Directive:
Reproduce the material below verbatim, omitting the pictures from your answer.

Material to process:

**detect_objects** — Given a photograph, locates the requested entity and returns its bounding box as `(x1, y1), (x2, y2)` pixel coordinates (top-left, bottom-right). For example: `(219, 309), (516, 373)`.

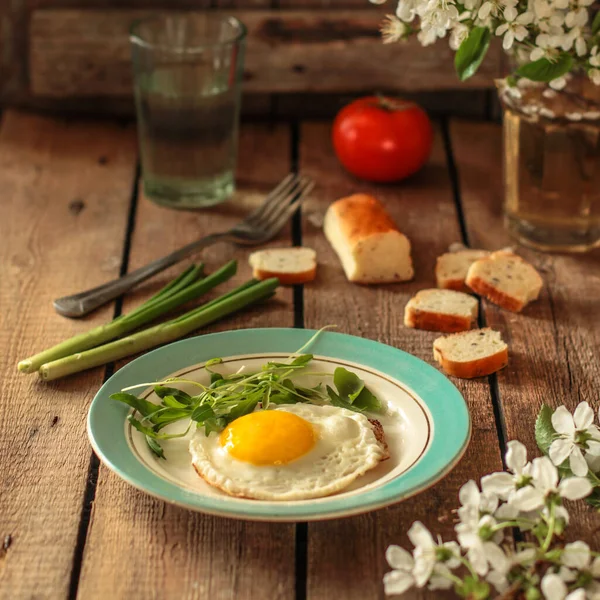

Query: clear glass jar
(497, 76), (600, 252)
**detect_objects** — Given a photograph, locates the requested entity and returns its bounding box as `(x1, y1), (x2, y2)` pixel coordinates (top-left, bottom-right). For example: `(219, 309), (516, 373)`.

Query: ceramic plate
(88, 329), (471, 521)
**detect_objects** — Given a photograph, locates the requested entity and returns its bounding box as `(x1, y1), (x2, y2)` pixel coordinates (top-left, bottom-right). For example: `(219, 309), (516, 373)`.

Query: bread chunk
(435, 249), (490, 292)
(433, 328), (508, 379)
(323, 194), (414, 284)
(249, 248), (317, 285)
(466, 251), (543, 312)
(404, 289), (478, 333)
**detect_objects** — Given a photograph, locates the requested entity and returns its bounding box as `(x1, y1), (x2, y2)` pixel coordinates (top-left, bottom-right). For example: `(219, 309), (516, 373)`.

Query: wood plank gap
(290, 121), (308, 600)
(442, 118), (507, 469)
(68, 161), (140, 600)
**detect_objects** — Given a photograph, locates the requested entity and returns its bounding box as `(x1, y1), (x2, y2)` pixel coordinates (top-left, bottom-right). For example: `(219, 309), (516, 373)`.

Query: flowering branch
(371, 0), (600, 89)
(384, 402), (600, 600)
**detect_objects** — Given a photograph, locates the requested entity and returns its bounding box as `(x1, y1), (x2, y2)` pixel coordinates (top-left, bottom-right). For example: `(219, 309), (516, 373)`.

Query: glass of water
(130, 12), (246, 208)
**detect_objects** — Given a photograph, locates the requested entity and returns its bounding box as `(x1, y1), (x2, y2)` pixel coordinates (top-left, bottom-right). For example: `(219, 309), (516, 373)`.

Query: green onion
(18, 261), (237, 373)
(39, 279), (279, 381)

Result of this task:
**detect_objects** — Given a photograph, locates the requested entity and returns its bounding box as `(x1, y1), (x2, y2)` pixel coordinates (top-left, bottom-right). For example: `(219, 309), (516, 373)`.


Query: clear glass jar
(497, 76), (600, 252)
**detect_objects** — Given a photograph, locates the requested entity and returns its bounding box as `(x1, y1), (x2, y2)` pixel coordinates (top-left, bottom-right). For example: `(219, 309), (516, 373)`.

Query: ceramic plate
(88, 329), (471, 521)
**detect_objects** — Given a photograph, locates the requested entity and returns its bounding box as `(x1, y1), (x2, y2)` pixel coordinates (top-left, bottom-right). For example: `(219, 309), (516, 373)`.

Query: bread chunk
(435, 249), (490, 292)
(433, 328), (508, 379)
(323, 194), (414, 284)
(249, 248), (317, 285)
(466, 251), (543, 312)
(404, 289), (478, 333)
**detect_objects** — Given a photograph, locates the requested entity and returns its bounding box as `(x1, y1), (x2, y2)` pixel coordinates (top-left, bottom-right). For example: `(219, 309), (516, 373)`.

Query: wood plank gap
(290, 121), (308, 600)
(442, 118), (507, 469)
(68, 161), (140, 600)
**detect_objects** — Given a photograph, locates the requested entity and returns its bounding box as `(x1, y1), (x2, y2)` pixel coordinates (top-left, bottom-right). For example: `(219, 309), (516, 373)`.

Query: flowering branch
(371, 0), (600, 89)
(384, 402), (600, 600)
**detect_objects** — Given a photograph, locates the requested entity and returns its bounding box as `(x1, y1), (x2, y2)` pixel coordinates (top-left, bottom-right). For example: `(219, 309), (516, 373)`.

Query: glass of water
(130, 12), (246, 208)
**detect_objects** — Given a photograph, locates the requested entity and returns its bounding box as `(x1, y1), (x2, y2)` pixel coordinates (top-left, bottom-right). For example: `(219, 309), (516, 373)`.

Query: green onion
(18, 261), (237, 373)
(39, 279), (279, 381)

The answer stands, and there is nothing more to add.